PROVIDED TEXT:
Metadata Driven Inputs

We have several data suppliers reporting monthly sales numbers in CSV files.

Details of file formats differ across suppliers. File encoding, headers, separators, order and names of columns, date and number formats - they are all different.

Every file contains at least the following fields: date, sku, quantity, and price.

Our task is to consolidate all files and create one CSV file that contains all that data in a single format.

In this tutorial, we’ll accomplish that with a single data flow.

Pick up the data_driven_input_example.zip (424.7 KB) files to follow along. The archive contains all input files, the metadata file, and the solution flow.

The files

input
├── bishop_unlimited
│   ├── 2019-01.csv
│   ├── 2019-02.csv
|   | ...
│   └── 2019-12.csv
├── chan_and_co
│   ├── 2019-01.csv
│   ├── 2019-02.csv
|   | ...
│   └── 2019-12.csv
├── parkes_industries
│   ├── 2019-01.csv
│   ├── 2019-02.csv
|   | ...
│   └── 2019-12.csv
└── raymond_corp
    ├── 2019-01.csv
    ├── 2019-02.csv
    | ...

GIVEN INSTRUCTION A:
Answer these questions using the tutorial on metadata driven inputs, one line each:
(i) Which fields does every file contain at minimum?
(ii) What does the archive offered for download contain?
(iii) Which supplier folders appear under the input directory?
GIVEN INSTRUCTION B: Carry the tutorial on metadata driven inputs forward, starting right after its last line.

RECORD EXCERPTS:
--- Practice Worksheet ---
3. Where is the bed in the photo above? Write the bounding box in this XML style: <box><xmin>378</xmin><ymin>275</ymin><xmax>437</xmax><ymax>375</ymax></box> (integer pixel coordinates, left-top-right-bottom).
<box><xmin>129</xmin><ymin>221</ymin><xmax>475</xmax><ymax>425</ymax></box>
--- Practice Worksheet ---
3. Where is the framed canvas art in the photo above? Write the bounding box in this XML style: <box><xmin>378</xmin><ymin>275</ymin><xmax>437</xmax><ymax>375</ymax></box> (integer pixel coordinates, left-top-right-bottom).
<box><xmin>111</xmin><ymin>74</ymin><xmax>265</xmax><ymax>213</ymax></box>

EXERCISE RESPONSE A:
(i) Date, sku, quantity, and price.
(ii) All input files, the metadata file, and the solution flow.
(iii) bishop_unlimited, chan_and_co, parkes_industries, and raymond_corp.

EXERCISE RESPONSE B:
    └── 2019-12.csv

4 directories, 48 files

We have four different suppliers, each with their own file format. Let’s take a look at them:

Raymond Corp

Their files look like this:

date;sku;quantity;price
2019-01-01;tty/m/or;62;$724.84
2019-01-01;nil/s/gr;55;$794.28
...
  • there is a header line
  • ; is the separator
  • uuuu-MM-dd is the date format
  • price is prepended with a dollar sign
  • files are in UTF-8 encoding

Bishop Unlimited

Their files look like this:

"n","p","sku","d"
"98","832.02","she/m/yl","01/21/2019"
"18","233.82","cor/m/or","01/21/2019"
...
  • there is a header line with abbreviated field names
  • fields are in order quantity, price, sku, date
  • " is used to enclose fields
  • , is the separator
  • MM/dd/uuuu is the date format
  • files are in UTF-8 encoding

Parkes Industries

Their files look like this:

20002080|USD 615.23|dev/s/bk|20190120|77
20002307|USD 295.63|dev/s/bk|20190120|37
...
  • there is no header line
  • fields are in order serial, price, sku, date, quantity
  • there is an extra column containing a serial number that is of no interest to us
  • | is the separator
  • price is prepended by USD
  • date format is uuuuMMdd
  • files are in UTF-16 little endian encoding

Chan and Co

Their files look like this:

---
--- Data Export for 01/2019
---
lix/s/bl	425.27	43	2019-01-19
dev/s/bk	441.45	65	2019-01-19
...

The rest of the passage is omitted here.